▶ _PROBLEM DETAILS_
Reproduce the portion of the interview about writing novels after an engineering career that begins with the words containing "I wanted to" and ends with "your family saga?".

▶ _PROVIDED PASSAGE_
★ ★ ★ ★

Q13: What compels you to write novels after a career in Aerospace Engineering?
I wanted to continue to utilize my intellect and keep my brain active. My parents were both English teachers and I did well in the subject at the high school level. My English teachers, Mr. Harrison (novels), and Mr. Bull (poetry) challenged me to develop my literary skills. So after 35 years of scientific time-consuming technical projects, my pent-up ideas for creative writing could no longer be contained. I like to think that my parents and grandparents, now gone would look down with grammatical satisfaction on how their nerdy (grand)son has come full circle back to fold of literary prowess, and particularly on the subject of their Irish heritage.
Q14: Why did you select this topic, this revolution, this people as the backdrop for your family saga?

★ ★ ★ ★

[Stored items from a collection]
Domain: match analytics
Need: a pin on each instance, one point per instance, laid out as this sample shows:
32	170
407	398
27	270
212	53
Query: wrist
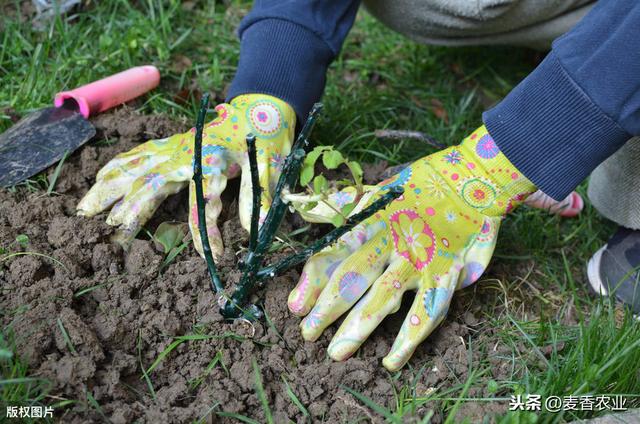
481	175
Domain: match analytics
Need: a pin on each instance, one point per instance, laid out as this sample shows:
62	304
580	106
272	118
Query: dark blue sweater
575	110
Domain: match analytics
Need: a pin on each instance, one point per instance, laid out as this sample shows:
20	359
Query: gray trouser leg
614	186
532	23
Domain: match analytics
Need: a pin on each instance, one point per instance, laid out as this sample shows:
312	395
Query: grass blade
371	404
261	393
66	337
295	399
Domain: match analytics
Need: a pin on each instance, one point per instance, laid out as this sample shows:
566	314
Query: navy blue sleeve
286	47
579	106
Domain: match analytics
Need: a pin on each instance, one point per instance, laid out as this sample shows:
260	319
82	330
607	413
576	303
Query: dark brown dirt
134	308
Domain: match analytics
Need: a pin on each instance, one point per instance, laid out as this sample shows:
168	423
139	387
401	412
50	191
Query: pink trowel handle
108	92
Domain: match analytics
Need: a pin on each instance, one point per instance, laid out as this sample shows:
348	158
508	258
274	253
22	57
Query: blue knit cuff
284	60
551	130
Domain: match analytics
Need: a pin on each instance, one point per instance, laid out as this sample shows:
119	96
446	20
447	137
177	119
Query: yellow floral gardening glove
437	237
138	181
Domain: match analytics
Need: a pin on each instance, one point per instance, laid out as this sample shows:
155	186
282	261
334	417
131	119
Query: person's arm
286	47
579	106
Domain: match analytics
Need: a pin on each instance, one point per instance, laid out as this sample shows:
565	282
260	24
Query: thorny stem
256	191
291	261
216	284
255	257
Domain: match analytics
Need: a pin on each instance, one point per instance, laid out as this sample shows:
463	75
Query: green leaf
492	386
347	209
356	170
306	175
22	239
320	184
170	234
332	159
308	206
337	220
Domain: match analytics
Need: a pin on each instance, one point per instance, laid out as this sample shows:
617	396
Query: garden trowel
45	136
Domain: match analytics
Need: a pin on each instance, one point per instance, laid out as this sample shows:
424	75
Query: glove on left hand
437	237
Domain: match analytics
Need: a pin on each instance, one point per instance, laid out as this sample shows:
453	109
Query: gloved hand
139	180
437	237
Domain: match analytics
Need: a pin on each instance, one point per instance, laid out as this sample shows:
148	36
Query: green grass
534	294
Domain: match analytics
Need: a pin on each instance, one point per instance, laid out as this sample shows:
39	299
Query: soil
133	311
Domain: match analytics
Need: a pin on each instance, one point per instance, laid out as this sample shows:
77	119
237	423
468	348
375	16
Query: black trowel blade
40	140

★ ★ ★ ★

▶ _RESULT OF THE EXERCISE_
I wanted to continue to utilize my intellect and keep my brain active. My parents were both English teachers and I did well in the subject at the high school level. My English teachers, Mr. Harrison (novels), and Mr. Bull (poetry) challenged me to develop my literary skills. So after 35 years of scientific time-consuming technical projects, my pent-up ideas for creative writing could no longer be contained. I like to think that my parents and grandparents, now gone would look down with grammatical satisfaction on how their nerdy (grand)son has come full circle back to fold of literary prowess, and particularly on the subject of their Irish heritage.
Q14: Why did you select this topic, this revolution, this people as the backdrop for your family saga?